▶ _À compléter_
A - Réécrivez plus brièvement, s'il vous plaît, le paragraphe de l'extrait qui commence par « Bref, un roman extraordinaire » en conservant ses faits principaux.
B - Poursuivez la critique du roman de Jian au-delà de sa dernière phrase.

Bref, un roman extraordinaire… à la fois terriblement individualiste et terriblement collectif. Terriblement désespéré et terriblement cynique. Car que dire de cette écriture noire de Jian ? Toujours à jouer avec les frontières de l'absurde, de l'incongru avec l'air de ne pas y toucher ! Mais après tout, lorsqu'un pays sort d'un système qui égalise tout, n'est-il pas normal d'abolir la normalité ? Ou de la restaurer, plutôt ! Car si je lis l'histoire de « l'abandonneur ou l'abandonnée », je découvre un père soumis à la politique de l'enfant unique, qui ne sait quelle méthode adopter pour abandonner sa fille, handicapée mentale, car notre homme, un peu rustre, voudrait bien avoir un fils intellectuellement normal. Cependant, où est l'humanité ? Chez ce père indigne ou dans une politique gestionnaire de l'humain jusqu'à l'inhumain ?

▶ _Lignes de données_
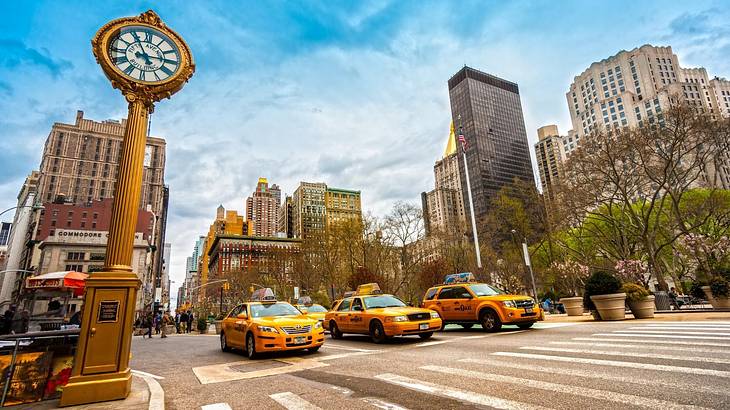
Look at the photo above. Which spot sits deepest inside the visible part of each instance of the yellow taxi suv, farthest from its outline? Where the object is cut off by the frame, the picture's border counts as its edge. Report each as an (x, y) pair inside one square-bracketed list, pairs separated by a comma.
[(461, 300), (267, 325), (370, 312)]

▶ _Résultats_
A - Ce roman est à la fois individualiste et collectif, désespéré et cynique. L'écriture noire de Jian joue avec les frontières de l'absurde et de l'incongru. Quand un pays sort d'un système qui égalise tout, il semble normal d'abolir la normalité, ou plutôt de la restaurer. Dans l'histoire de « l'abandonneur ou l'abandonnée », un père un peu rustre, soumis à la politique de l'enfant unique, cherche comment abandonner sa fille handicapée mentale pour avoir un fils intellectuellement normal. Reste une question : l'humanité fait-elle défaut chez ce père indigne ou dans une politique qui gère l'humain jusqu'à l'inhumain ?

B -
Ainsi, je cite : « Avant d'abandonner sa fille aînée, il lui donnait toujours un somnifère, craignant que si elle restait éveillée, elle ne s'étouffe dans ses larmes, ou que ses cris n'attirent une bande de loups »… Oui, le père cherche à abandonner sa fille sur les routes et espère qu'une bonne âme la recueille ! Mais de terminer ainsi, dans cette note d'espoir en l'humanité : « Mais dès que quelqu'un faisait mine de s'emparer de cet « objet perdu », il bondissait sur ses pieds et se précipitait pour la prendre dans ses bras. Dans cette ville, il devint l'unique protecteur de l'enfant demeurée. »

Ainsi, l'écriture de Jian est-elle à la fois froide et cynique, mais également capable de traduire toutes les failles et les désarrois de l'âme humaine. Une écriture d'une justesse incisive… à la fois compatissante et sans pitié. Une écriture que j'aime et admire au plus haut point !

Nouilles chinoises n'a donc qu'un seul défaut : 220 pages. C'est trop court !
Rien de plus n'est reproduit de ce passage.